What you are asked to do ::
Among the lines below, tally those that hold "floor". Return the number and nothing more.

Supplied information ::
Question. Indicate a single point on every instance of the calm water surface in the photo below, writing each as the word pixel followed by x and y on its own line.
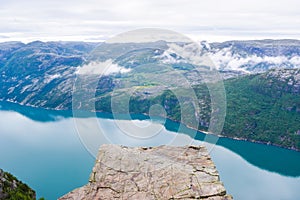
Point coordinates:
pixel 43 149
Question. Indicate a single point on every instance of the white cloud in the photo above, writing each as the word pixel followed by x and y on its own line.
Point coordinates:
pixel 102 68
pixel 207 19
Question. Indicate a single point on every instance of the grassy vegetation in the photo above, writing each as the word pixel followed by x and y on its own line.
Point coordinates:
pixel 258 108
pixel 13 189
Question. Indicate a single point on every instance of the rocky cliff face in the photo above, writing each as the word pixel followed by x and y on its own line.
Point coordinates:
pixel 11 188
pixel 152 173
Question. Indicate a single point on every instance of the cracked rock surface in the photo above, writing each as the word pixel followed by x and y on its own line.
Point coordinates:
pixel 163 172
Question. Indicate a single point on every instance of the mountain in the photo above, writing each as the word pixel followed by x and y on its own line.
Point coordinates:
pixel 261 79
pixel 12 188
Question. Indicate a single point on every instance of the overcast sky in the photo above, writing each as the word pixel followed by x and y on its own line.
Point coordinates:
pixel 91 20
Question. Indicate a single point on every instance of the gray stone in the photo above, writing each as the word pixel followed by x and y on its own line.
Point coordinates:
pixel 162 172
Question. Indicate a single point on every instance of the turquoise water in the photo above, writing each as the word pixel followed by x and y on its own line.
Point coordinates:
pixel 43 149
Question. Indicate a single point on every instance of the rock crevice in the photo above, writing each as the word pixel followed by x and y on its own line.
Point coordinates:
pixel 162 172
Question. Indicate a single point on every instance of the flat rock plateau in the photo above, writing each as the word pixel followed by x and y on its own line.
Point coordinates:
pixel 163 172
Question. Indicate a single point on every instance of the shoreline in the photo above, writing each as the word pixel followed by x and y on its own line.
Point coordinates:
pixel 145 114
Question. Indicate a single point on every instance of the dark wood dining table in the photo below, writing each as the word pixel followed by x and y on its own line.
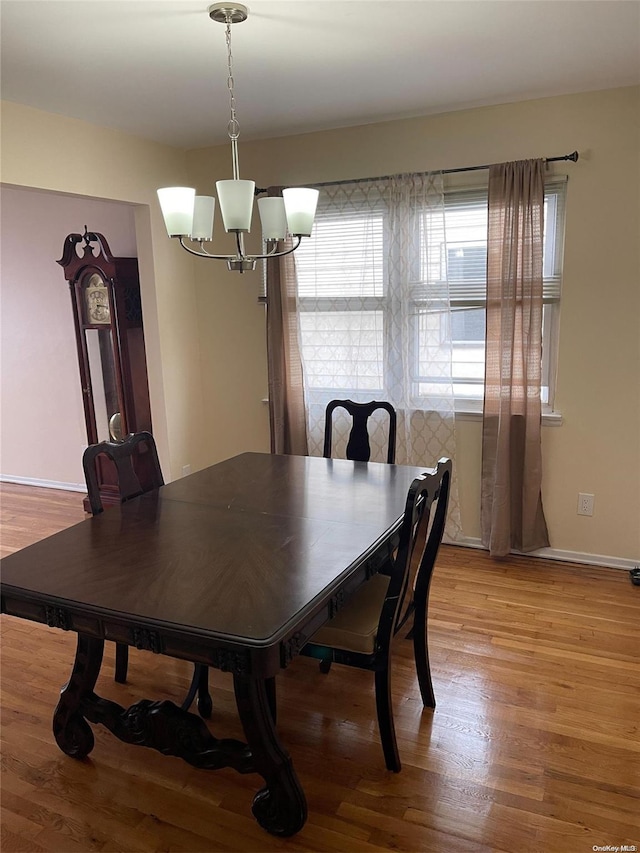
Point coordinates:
pixel 235 567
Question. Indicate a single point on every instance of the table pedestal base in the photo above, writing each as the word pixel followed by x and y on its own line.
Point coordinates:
pixel 280 807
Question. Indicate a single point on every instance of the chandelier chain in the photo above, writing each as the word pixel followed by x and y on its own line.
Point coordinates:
pixel 233 127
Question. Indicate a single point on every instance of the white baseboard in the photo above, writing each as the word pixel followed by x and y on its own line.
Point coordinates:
pixel 42 484
pixel 558 554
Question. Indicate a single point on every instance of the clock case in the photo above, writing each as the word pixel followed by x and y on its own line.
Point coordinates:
pixel 111 351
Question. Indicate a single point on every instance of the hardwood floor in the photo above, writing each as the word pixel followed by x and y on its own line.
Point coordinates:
pixel 533 748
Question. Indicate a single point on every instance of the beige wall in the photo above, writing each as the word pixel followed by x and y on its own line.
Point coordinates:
pixel 206 332
pixel 597 448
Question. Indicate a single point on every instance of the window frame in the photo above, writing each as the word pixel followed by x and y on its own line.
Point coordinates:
pixel 555 189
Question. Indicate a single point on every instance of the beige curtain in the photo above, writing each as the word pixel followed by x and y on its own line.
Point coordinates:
pixel 287 417
pixel 511 501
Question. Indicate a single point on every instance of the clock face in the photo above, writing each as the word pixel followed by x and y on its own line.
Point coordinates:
pixel 96 298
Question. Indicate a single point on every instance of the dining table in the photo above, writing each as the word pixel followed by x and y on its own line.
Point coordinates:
pixel 235 567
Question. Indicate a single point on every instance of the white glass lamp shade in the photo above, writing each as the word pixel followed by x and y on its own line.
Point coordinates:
pixel 177 208
pixel 236 203
pixel 203 217
pixel 273 218
pixel 300 204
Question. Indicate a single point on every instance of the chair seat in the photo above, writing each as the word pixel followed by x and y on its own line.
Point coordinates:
pixel 355 627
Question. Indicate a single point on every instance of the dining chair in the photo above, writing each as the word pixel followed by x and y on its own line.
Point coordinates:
pixel 137 467
pixel 361 634
pixel 358 445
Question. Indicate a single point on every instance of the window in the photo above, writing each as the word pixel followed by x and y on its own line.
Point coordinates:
pixel 346 325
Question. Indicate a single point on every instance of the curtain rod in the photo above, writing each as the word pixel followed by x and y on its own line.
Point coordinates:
pixel 573 157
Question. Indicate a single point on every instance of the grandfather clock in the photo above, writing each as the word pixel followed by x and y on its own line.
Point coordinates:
pixel 107 315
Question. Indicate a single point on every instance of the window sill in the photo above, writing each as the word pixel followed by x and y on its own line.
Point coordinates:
pixel 549 418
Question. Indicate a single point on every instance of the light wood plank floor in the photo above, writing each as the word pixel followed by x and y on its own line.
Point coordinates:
pixel 533 748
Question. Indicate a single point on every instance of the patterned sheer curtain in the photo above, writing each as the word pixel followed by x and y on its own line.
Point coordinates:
pixel 511 502
pixel 375 317
pixel 287 417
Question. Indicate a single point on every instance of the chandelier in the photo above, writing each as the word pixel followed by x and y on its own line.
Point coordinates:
pixel 189 217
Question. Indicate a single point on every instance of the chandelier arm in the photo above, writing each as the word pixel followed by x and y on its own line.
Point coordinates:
pixel 204 254
pixel 278 254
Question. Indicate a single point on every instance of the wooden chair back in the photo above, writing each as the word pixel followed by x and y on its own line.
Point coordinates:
pixel 136 462
pixel 420 538
pixel 358 446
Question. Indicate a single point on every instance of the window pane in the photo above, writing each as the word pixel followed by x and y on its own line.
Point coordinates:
pixel 342 258
pixel 343 349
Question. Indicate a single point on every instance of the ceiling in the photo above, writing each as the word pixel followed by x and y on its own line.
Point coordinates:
pixel 158 69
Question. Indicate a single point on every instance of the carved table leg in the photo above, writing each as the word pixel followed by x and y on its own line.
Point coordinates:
pixel 281 807
pixel 71 731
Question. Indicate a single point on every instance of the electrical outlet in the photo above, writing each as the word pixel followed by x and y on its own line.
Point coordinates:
pixel 585 504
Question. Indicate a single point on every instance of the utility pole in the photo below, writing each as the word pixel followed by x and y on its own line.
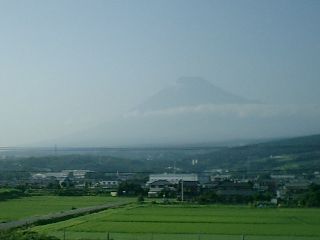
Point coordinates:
pixel 182 190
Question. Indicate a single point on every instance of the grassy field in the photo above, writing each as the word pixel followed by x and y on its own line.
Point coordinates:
pixel 40 205
pixel 191 222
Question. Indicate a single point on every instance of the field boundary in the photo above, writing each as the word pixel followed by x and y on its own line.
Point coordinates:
pixel 60 216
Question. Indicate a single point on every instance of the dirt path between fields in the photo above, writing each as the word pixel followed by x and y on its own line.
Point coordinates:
pixel 60 216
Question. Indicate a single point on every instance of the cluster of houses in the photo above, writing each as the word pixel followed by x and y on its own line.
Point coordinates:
pixel 186 186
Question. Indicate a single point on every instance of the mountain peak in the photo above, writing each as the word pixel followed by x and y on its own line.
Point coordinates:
pixel 189 91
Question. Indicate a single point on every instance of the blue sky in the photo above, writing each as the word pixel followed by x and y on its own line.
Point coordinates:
pixel 67 65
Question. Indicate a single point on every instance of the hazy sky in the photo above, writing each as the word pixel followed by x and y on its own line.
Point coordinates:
pixel 67 65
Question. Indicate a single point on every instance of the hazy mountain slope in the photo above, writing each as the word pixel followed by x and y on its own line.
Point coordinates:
pixel 189 91
pixel 193 111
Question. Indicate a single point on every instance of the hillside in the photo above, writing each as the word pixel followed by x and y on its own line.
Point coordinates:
pixel 301 153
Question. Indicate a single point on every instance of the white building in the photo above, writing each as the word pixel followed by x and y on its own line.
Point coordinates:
pixel 172 178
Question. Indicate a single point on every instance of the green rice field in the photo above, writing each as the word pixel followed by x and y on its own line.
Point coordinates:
pixel 190 222
pixel 40 205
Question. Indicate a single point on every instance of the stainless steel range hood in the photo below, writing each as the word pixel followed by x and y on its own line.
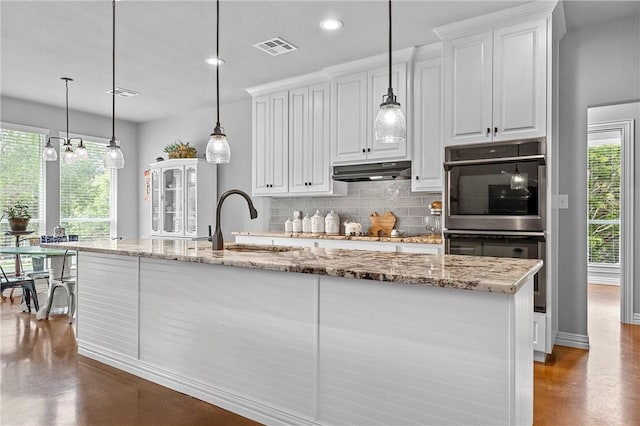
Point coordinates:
pixel 373 171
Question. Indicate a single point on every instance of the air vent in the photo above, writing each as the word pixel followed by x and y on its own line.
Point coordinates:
pixel 124 93
pixel 275 46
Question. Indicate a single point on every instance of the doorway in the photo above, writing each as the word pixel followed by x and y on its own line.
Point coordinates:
pixel 610 183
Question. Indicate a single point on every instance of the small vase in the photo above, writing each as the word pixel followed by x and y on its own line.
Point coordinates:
pixel 18 224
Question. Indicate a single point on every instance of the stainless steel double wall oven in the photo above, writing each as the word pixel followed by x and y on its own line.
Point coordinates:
pixel 495 202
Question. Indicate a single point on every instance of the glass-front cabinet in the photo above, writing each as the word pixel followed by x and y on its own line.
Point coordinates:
pixel 183 197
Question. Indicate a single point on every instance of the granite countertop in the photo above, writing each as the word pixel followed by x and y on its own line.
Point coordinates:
pixel 417 239
pixel 490 274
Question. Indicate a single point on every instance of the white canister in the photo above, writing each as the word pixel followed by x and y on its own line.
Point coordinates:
pixel 332 223
pixel 297 225
pixel 306 224
pixel 317 223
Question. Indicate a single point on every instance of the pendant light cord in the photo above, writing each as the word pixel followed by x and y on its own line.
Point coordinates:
pixel 66 83
pixel 390 88
pixel 113 74
pixel 218 63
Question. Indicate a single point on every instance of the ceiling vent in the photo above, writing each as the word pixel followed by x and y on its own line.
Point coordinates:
pixel 124 93
pixel 275 46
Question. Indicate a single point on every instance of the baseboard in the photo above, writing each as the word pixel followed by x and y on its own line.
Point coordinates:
pixel 238 404
pixel 579 341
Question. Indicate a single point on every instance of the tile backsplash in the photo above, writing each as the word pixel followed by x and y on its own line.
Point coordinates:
pixel 362 199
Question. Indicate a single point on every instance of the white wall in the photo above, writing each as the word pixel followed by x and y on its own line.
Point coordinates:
pixel 18 111
pixel 195 127
pixel 599 65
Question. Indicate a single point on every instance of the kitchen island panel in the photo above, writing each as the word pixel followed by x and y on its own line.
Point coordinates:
pixel 107 302
pixel 457 359
pixel 252 333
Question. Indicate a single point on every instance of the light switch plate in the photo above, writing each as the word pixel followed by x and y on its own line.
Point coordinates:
pixel 563 201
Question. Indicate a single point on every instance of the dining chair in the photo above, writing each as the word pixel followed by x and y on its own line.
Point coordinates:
pixel 26 283
pixel 68 283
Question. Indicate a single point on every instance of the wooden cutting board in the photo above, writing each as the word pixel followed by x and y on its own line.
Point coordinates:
pixel 381 226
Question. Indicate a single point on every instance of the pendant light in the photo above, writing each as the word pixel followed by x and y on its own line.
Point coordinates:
pixel 218 150
pixel 68 155
pixel 390 125
pixel 113 158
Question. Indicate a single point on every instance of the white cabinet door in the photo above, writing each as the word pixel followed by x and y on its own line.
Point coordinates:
pixel 468 89
pixel 427 121
pixel 298 139
pixel 156 202
pixel 270 144
pixel 349 117
pixel 378 85
pixel 319 148
pixel 519 81
pixel 280 142
pixel 260 155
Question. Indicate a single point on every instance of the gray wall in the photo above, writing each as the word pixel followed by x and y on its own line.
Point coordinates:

Answer section ::
2